"Archives Israélites"
Jeudi 5 janvier 1905
Le Problème de l'An Nouveau
LA SÉPARATION
    L'année 1905 s'ouvre avec le grand problème de la séparation des Églises et de l'État posé par le gouvernement. En verra-t-elle la solution ? Et cette réforme fondamentale qui doit bouleverser l'œuvre de Napoléon 1er qui a eu pour elle la consécration d'un siècle entier qui ne fut pas exempt d'agitations et de commotions, sera-t-elle simplement amorcée dans le courant de l'année qui débute, ou définitivement achevée, à moins qu'elle ne se heurte, ne trébuche et ne se brise à l'un des nombreux récifs de l'océan parlementaire ?
    Bien perspicace serait le diseur de bonne aventure, qui pourrait tirer l'horoscope de cette Séparation qu'une brusque et inattendue initiative de M. Combes a jetée toute pantelante dans l'arène de la politique, en pâture aux passions des partis queerens quem devoret
    Une loi de cette importance qui met en jeu les intérêts de la conscience religieuse, qui touche aux entrailles mêmes du pays et qui est appelée à avoir pour son avenir non seulement moral mais politique des conséquences qui peuvent être redoutables, n'aurait pas dû être conçue dans la fièvre de la bataille, forgée comme une arme de guerre, mais élaborée, avec toute la maturité voulue, dans le calme d'une ère de tranquillité ou tout au moins d'apaisement.
    L'oeuvre de M. le président du Conseil sent l'improvisation, la hâte avec laquelle pour répondre aux nécessités du moment elle a été confectionnée, d'aucun dirons bâclée. Et de nombreux intérêts des plus respectables et contre lesquels aucune attaque sérieuse n'a pu être formulée, risquent d'être lésés par ce projet, qui n'a pas passé par le crible d'une étude approfondie, d'une critique attentive, serrée.
    Et, par-dessus le marché, la Commission de la Chambre chargée de l'examiner, loin de corriger, par sa lenteur à le discuter, à l'envisager sous toutes ses faces et dans ses moindres recoins, la précipitation fébrile que le gouvernement a mise à l'ébaucher, semble vouloir lutter avec elle de vitesse et il est à craindre que cette grave réforme soit soumise aux délibérations de la Chambre sans avoir subi les épreuves de cette nécessaire trituration qu'on accorde pourtant, et sans difficulté, à des projets de moindre importance et qui n'engagent pas, comme celui-ci, les destinées essentielles du pays.
    Si encore ce projet rachetait par son libéralisme, par son esprit d'équité, son désir de consommer la paix religieuse, les défauts qui lui viennent de la hâte inconsidérée avec laquelle on l'a mis sur pied !
    Mais nous l'avons fait savoir dans de précédents articles, il ne réalise d'aucune manière les légitimes espérances de ceux qui voyaient dans la Séparation l'aboutissement logique de la politique de neutralité , d'indifférence de l'État en matière confessionnelle!

• Exercices à faire:
A: D'après l'article sur la séparation des Églises et de l'État, de qui vient l'initiative qui a jeté la Séparation dans l'arène de la politique ?
B: Recopiez à l'identique le passage de l'article sur la séparation des Églises et de l'État qui commence par les mots contenant "Et, par-dessus le" et se termine par "essentielles du pays.".
Servez-vous seulement de l'article pour répondre.

• Documents recueillis:

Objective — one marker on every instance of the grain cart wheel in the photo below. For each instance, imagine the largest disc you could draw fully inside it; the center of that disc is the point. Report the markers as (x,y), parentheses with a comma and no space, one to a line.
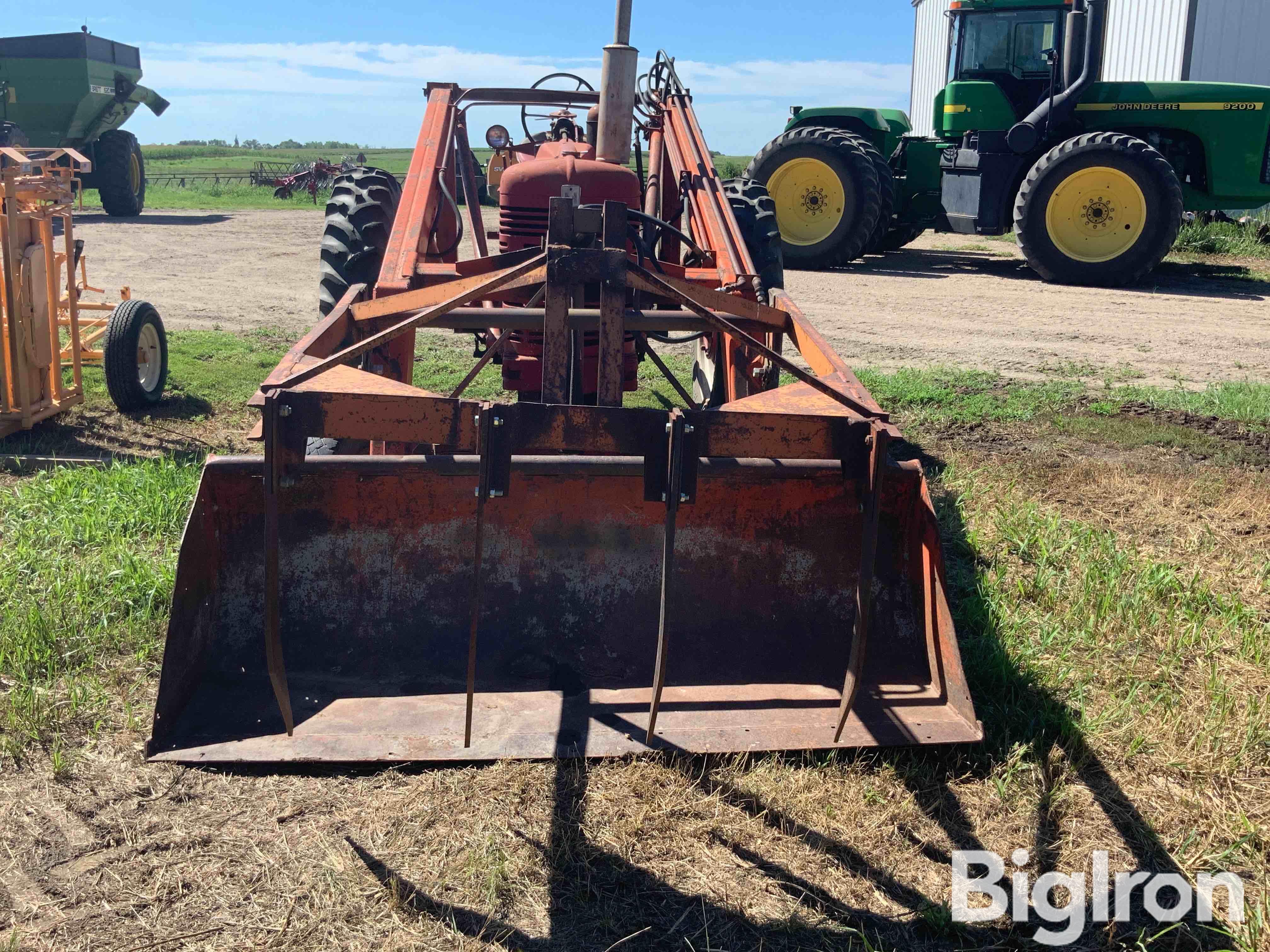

• Solutions des exercices:
A: De M. Combes.

B:
Et, par-dessus le marché, la Commission de la Chambre chargée de l'examiner, loin de corriger, par sa lenteur à le discuter, à l'envisager sous toutes ses faces et dans ses moindres recoins, la précipitation fébrile que le gouvernement a mise à l'ébaucher, semble vouloir lutter avec elle de vitesse et il est à craindre que cette grave réforme soit soumise aux délibérations de la Chambre sans avoir subi les épreuves de cette nécessaire trituration qu'on accorde pourtant, et sans difficulté, à des projets de moindre importance et qui n'engagent pas, comme celui-ci, les destinées essentielles du pays.